-- begin Source document --

----- Original Message -----
From: "Bill Burke" <bburke(a)redhat.com>
To: "Stian Thorgersen" <stian(a)redhat.com>
Cc: keycloak-dev(a)lists.jboss.org
Sent: Thursday, 20 February, 2014 4:54:28 PM
Subject: Re: [keycloak-dev] Authz for admin console/endpoints (KEYCLOAK-292)
On 2/20/2014 11:21 AM, Stian Thorgersen wrote:
>
>
> ----- Original Message -----
>> From: "Bill Burke" <bburke(a)redhat.com>
>> To: keycloak-dev(a)lists.jboss.org
>> Sent: Thursday, 20 February, 2014 4:06:37 PM
>> Subject: Re: [keycloak-dev] Authz for admin console/endpoints
>> (KEYCLOAK-292)
>>
>>
>>
>> On 2/20/2014 10:05 AM, Stian Thorgersen wrote:
>>> Currently a user in the 'keycloak-admin' realm with the role
'admin' has
>>> full access to all realms. We need to support a bit more fine-grained
>>> access control for admin console/endpoints. At the bare minimum we need
>>> to
>>> be able to have users that can administer only some realms. Further, it
>>> would be nice to build this on-top of roles alone and not require an ACL
>>> table or something similar.
>>>
>>> We could start with the following permissions/roles for a realm:
>>>
>>> * view-realm-config
>>> * manage-realm-config
>>> * view-users
>>> * manage-users
>>> * view-applications
>>> * manage-applications
>>> * view-clients
>>> * manage-clients
>>> * admin (composite role containing all the above roles)
>>>
>>> One approach to this would be to create an application per-realm that
>>> represents that realm (application name could be 'realm-<realm
name>').
>>> This would be created automatically when we create a new realm, and it
>>> would have the above roles as application roles. Users can then be
>>> granted
>>> access to individual realms by mapping the roles for the associated
>>> application to them.
>>>
>>> We could also have a composite realm role 'admin' that maps to the
>>> 'admin'
>>> role in all realm applications. Any user that is granted this role would
>>> have full access to all realms.
>>>
>>> This made me think about the concept of "resources" in Keycloak.
A
>>> resource
>>> is similar to an application except it doesn't have scope mappings, nor
>>> does it have credentials. This could be used in the demo for the
>>> 'database-service', which would mean we'd have roles associated
with the
>>> 'database-service' rather than using realm roles. It would also
provide
>>> an
>>> installation file (and wildfly config) where 'bearer-only' is set
to
>>> 'true'.
>>
>> We need to think of this in terms of OAuth grants. i.e. You have one
>> Keycloak server that wants to export/migrate metadata from its realm(s)
>> to another Keycloak server. You have a service like Aerogear UPS where
>> you want to grant it temporary permission to define applications within
>> the realm.
>
> I don't see how what I proposed doesn't work with OAuth grants.

-- end Source document --
-- begin Stored data --

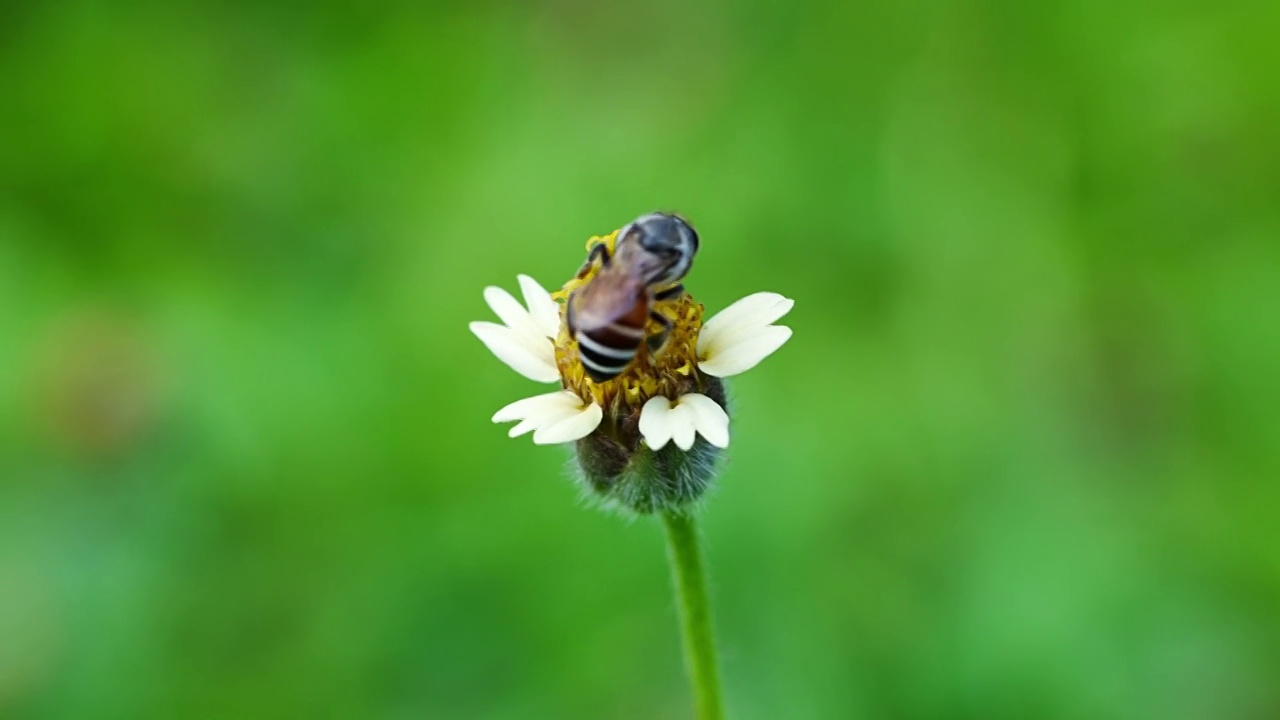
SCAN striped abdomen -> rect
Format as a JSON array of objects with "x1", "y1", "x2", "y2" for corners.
[{"x1": 573, "y1": 292, "x2": 649, "y2": 383}]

-- end Stored data --

■ Jobs:
1 – In the email thread, which role currently gives a user in the 'keycloak-admin' realm full access to all realms?
2 – From the email thread's proposed list of permissions and roles for a realm, name every role that begins with "view-".
3 – Carry the email thread forward past its final line.

■ Exercise responses:
1 – The 'admin' role.

2 – view-realm-config, view-users, view-applications, view-clients

3 –
>
>>
>> This is why I think the best approach would be to create an application
>> per-realm that represents realm management. The application would just
>> be named "realm-management", just like we already have for
"account".
>> This way these admin roles to mix or pollute anything user specific. We
>> would also create an application within the "keycloak-admin" realm
with
>> similar role definitions.
>>
>> With the above setup, we would have "keycloak-admin" users who would
>> have various permissions on *ALL* realms. And per realm users that have
>> permissions for one *specific* realm. But, there would not be a concept
>> of a user that has permissions on a subset of realms. It could be
>> access to 1 realm, or access to all realms.
>
> This sounds messy to me. It means you end up with having to manage access
> to a realm in two different realms. Also, for admin console you'd have to
> have an option of selecting what realm to login to. Anyone that is only
> given access to one or two realms would have to re-login to swap or
> something.
>
I was actually agreeing with your original post, but I don't think I
fully understood your original post! I might understand now. Is this
what you mean?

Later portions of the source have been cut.